**Texto dado:**
Apesar da encomenda, o que nos saiu foi algo um pouco diferente das verdadeiras condições Invernais. As temperaturas subiram bem mais alto que a modesta altitude de 1925 metros do Cântaro Magro (por direito de honra, o verdadeiro cume da Serra da Estrela) e atingiram valores acima dos 10 graus. No entanto, o clima esse deixava brilhar o Sol e, o céu de um azul intenso obrigava a escalar qualquer coisa. Algo teria de sair, neste magnifico dia de horizontes longínquos.
Fomos então à caça de faces norte, a única orientação que poderia permitir alguma escalada mista digna desse nome. ,
Desde a estrada, observámos atentamente todas as paredes sombreadas que íamos descobrindo no vale do Covão do Ferro, imaginando vias a interligarem escassas linhas de neve ainda entalada entre os diedros e blocos de granito.
Abandonámos o carro num pequeno estacionamento que antecede a arqui-famosa “Curva do Cântaro” (inteiramente ocupada por viaturas que se esqueceram de estacionar em “espinha”, de forma a deixar lugar para mais alguém) e decidimos ir dar uma vista de olhos ao “Cântaro Raso”, mesmo ali ao lado.
Há uns dias, o grau de humidade era tão elevado que fomos obrigados a abandonar ali uma cinta à volta de um bloco, deixando para trás, via “rapel”, uma linha que nos pareceu interessante. Agora, merecia a pena uma nova vista de olhos. ,
Uma pequena linha elegante de neve subia um diedro evidente.
A sombra mantinha as temperaturas frescas. “Mmm… isto parece prometer!”
No inicio do primeiro lance. "A coisa promete!"
Ainda no primeiro lance.

**Excerto dos dados:**
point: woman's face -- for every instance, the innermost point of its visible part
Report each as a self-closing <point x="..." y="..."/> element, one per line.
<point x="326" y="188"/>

**O que fazer:**
1) No texto sobre a escalada na Serra da Estrela, qual é a altitude do Cântaro Magro?
2) Repete o trecho do texto sobre a escalada na Serra da Estrela, começando em "Há uns dias, o" e terminando em "no primeiro lance.".

**Respostas por tarefa:**
1) 1925 metros.

2)
Há uns dias, o grau de humidade era tão elevado que fomos obrigados a abandonar ali uma cinta à volta de um bloco, deixando para trás, via “rapel”, uma linha que nos pareceu interessante. Agora, merecia a pena uma nova vista de olhos. ,
Uma pequena linha elegante de neve subia um diedro evidente.
A sombra mantinha as temperaturas frescas. “Mmm… isto parece prometer!”
No inicio do primeiro lance. "A coisa promete!"
Ainda no primeiro lance.